• **DIRECTION A**: Do these statements agree with the DCache README? (i) The benchmarks were run on an 8-core Apple Macbook Air M2. (ii) Replication between master and slave is synchronous. (iii) In the Docker setup, Grafana listens on port 9091. Answer yes or no for each one, and quote the words of the README that decide it.
• **DIRECTION B**: Set down the part of the DCache README starting with "# Write to master, read" and going on through "TCP Server (connection-per-goroutine)".

• **TEXT SECTION**:

## START

DCache - High-Performance Distributed In-Memory Cache

A Redis-compatible, high-performance distributed in-memory cache built in Go.

Features

Core Store: 256-shard concurrent map with RWMutex per shard, xxHash, 4 data types (string, list, hash, set)
RESP Protocol: Full Redis wire compatibility; works with redis-cli, redis-benchmark, and all Redis client libraries
Persistence: Append-only file (AOF) with configurable fsync + binary snapshots with CRC-32C checksums
Replication: Async master-slave replication with PSYNC, full/partial resync, and connection hijacking
Observability: Prometheus metrics on /metrics with per-command latency histograms
80+ Commands: Complete coverage of string, list, hash, set, key management, and server commands

Performance Highlights

Operation	Throughput	Latency
GET (parallel)	50M+ ops/sec	22.73 ns
SET (parallel)	42M+ ops/sec	27.23 ns
Mixed 80/20	33M+ ops/sec	36.49 ns
DELETE	65M+ ops/sec	18.07 ns

Benchmarked on Apple Macbook Air M2, 8 cores

Quick Start

# Clone and build
git clone https://github.com/aravinth/distributed-cache
cd distributed-cache
make build

# Run the server
./dcache

# Or with all options
./dcache --port 6379 --appendonly --aof-fsync everysec --save-interval 300 --metrics-port 9090

Connect with redis-cli

redis-cli
> PING
PONG
> SET mykey "hello"
OK
> GET mykey
"hello"
> LPUSH mylist a b c
(integer) 3
> HSET myhash name dcache version 1
(integer) 2
> SADD myset x y z
(integer) 3
> INFO

Replication

# Terminal 1: Start master
./dcache --port 6379

# Terminal 2: Start slave
./dcache --port 6380 --replicaof localhost:6379

# Write to master, read from slave
redis-cli -p 6379 SET hello world
redis-cli -p 6380 GET hello    # → "world"

Docker

# Start dcache + Prometheus + Grafana
docker compose up --build

# dcache on :6379, metrics on :9090, Prometheus on :9091, Grafana on :3000

Architecture

  Client ──→ TCP Server (connection-per-goroutine)
                 │
                 ▼
          RESP Protocol Parser
                 │
                 ▼
          Command Handler (Execute)
           │    │    │    │
           ▼    ▼    ▼    ▼
         String List Hash  Set      ← Data Type Operations
           │    │    │    │
           └────┴────┴────┘
                 │
                 ▼
          Sharded Map (256 shards, RWMutex per shard)

## END

• **DATA EXCERPTS**:
## START

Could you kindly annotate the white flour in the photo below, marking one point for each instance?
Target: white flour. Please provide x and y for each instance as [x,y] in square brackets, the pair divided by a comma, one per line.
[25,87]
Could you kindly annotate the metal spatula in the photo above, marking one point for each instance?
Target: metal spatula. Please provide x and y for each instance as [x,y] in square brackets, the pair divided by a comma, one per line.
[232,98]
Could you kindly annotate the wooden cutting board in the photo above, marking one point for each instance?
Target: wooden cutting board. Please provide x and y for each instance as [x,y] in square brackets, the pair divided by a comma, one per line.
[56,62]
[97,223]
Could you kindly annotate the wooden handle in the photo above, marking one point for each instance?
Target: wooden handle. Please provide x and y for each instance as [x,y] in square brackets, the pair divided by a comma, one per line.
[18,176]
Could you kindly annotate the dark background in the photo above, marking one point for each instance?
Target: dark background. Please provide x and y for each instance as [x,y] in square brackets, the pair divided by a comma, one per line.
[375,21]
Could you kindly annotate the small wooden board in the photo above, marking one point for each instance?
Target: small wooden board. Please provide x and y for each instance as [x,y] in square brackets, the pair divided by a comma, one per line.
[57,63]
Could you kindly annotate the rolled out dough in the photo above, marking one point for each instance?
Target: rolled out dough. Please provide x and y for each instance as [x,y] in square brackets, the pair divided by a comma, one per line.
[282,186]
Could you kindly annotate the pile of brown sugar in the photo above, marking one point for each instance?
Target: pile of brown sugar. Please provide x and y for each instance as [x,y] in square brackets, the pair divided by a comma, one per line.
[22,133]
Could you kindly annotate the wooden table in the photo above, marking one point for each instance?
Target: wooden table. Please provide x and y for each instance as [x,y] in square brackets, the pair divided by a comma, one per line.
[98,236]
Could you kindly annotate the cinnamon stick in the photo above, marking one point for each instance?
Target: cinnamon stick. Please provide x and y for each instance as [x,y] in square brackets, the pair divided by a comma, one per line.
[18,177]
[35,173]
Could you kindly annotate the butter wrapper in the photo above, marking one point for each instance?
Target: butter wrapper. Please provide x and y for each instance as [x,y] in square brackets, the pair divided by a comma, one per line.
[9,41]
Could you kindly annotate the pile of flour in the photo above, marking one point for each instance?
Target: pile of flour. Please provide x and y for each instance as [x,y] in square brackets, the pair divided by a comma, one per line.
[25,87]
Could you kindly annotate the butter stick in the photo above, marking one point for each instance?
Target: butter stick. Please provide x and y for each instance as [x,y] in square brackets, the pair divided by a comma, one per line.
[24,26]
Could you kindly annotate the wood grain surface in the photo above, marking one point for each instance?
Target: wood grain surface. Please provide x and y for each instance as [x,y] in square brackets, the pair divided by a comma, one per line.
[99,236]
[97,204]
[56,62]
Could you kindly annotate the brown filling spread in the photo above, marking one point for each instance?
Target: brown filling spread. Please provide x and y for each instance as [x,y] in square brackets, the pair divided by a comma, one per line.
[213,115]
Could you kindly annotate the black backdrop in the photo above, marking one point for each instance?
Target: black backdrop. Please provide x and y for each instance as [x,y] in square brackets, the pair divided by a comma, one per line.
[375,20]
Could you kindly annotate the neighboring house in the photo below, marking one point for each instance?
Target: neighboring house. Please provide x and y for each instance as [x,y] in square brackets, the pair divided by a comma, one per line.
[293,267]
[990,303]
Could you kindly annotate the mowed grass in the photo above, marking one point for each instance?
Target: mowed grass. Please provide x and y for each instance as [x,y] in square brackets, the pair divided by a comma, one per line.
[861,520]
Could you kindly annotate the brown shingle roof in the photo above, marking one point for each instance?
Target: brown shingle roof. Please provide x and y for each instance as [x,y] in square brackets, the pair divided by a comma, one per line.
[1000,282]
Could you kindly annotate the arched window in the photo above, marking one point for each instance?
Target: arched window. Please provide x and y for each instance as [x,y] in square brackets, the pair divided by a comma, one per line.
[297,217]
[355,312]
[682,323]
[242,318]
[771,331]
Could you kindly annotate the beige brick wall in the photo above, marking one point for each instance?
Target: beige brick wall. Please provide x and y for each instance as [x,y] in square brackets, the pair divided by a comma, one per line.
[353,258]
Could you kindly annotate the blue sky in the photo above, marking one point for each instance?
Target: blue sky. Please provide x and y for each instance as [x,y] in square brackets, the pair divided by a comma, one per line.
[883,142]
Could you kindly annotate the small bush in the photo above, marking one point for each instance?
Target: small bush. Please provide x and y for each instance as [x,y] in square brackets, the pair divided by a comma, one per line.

## END

• **RESULT A**:
(i) Yes: "Benchmarked on Apple Macbook Air M2, 8 cores"
(ii) No: "Async master-slave replication with PSYNC"
(iii) No: "Prometheus on :9091, Grafana on :3000"

• **RESULT B**:
# Write to master, read from slave
redis-cli -p 6379 SET hello world
redis-cli -p 6380 GET hello    # → "world"

Docker

# Start dcache + Prometheus + Grafana
docker compose up --build

# dcache on :6379, metrics on :9090, Prometheus on :9091, Grafana on :3000

Architecture

  Client ──→ TCP Server (connection-per-goroutine)